● SUPPLIED ENTRIES
--- BEGIN ---
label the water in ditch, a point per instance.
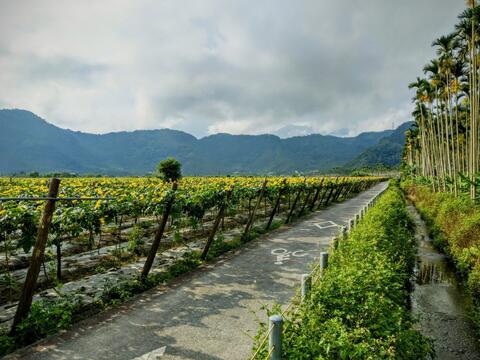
(439, 302)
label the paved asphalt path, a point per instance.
(211, 313)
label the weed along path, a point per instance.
(213, 312)
(439, 302)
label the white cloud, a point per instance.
(217, 65)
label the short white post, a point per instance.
(351, 224)
(275, 337)
(323, 261)
(306, 285)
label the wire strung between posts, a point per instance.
(54, 199)
(270, 352)
(262, 343)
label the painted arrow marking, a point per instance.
--- END ---
Please rewrite every line of the entries above as a numbered list, skipping blank lines and leaving out the picture.

● CORRECT OUTPUT
1. label the water in ditch, a point per instance.
2. (439, 302)
3. label the paved asphalt path, a point per instance.
4. (211, 313)
5. label the weed along path, a point per instance.
6. (213, 312)
7. (439, 302)
8. label the white cloud, a point per instance.
9. (217, 65)
10. label the short white post, a point per instance.
11. (351, 224)
12. (275, 337)
13. (323, 261)
14. (306, 285)
15. label the wire strung between posts, a point per instance.
16. (54, 199)
17. (270, 352)
18. (262, 343)
19. label the painted arrow marking, a point per instance.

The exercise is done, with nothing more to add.